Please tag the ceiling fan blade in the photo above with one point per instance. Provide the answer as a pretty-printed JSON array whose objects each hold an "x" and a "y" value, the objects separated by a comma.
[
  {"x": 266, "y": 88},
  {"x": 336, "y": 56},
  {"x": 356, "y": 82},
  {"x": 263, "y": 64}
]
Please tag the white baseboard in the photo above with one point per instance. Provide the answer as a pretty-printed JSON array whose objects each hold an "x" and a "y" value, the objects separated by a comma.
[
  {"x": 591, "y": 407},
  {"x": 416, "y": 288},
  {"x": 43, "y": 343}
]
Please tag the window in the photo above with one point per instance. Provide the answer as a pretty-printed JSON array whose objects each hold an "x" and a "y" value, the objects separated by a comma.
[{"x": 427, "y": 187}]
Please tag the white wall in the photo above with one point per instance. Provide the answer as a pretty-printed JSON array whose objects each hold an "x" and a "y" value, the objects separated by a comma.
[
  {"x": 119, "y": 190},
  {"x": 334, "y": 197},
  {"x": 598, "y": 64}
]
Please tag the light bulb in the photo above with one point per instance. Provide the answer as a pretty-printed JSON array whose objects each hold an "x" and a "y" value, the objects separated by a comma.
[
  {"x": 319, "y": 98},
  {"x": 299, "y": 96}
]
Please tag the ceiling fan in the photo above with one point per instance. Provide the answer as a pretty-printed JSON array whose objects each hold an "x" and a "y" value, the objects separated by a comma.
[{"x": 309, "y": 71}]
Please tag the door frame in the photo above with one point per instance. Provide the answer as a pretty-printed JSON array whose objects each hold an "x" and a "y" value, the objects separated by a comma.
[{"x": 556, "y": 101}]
####
Activity: Your task is to write out, exactly, the line that contains "Please tag the door" and each line after it to the end of the data, with no other lines.

Response area:
Please tag the door frame in the photo above with one point per instance. Provide the answer as a pretty-printed JSON array whose objects each hold an "x" and a "y" value, the objects separated by a comma.
[{"x": 556, "y": 101}]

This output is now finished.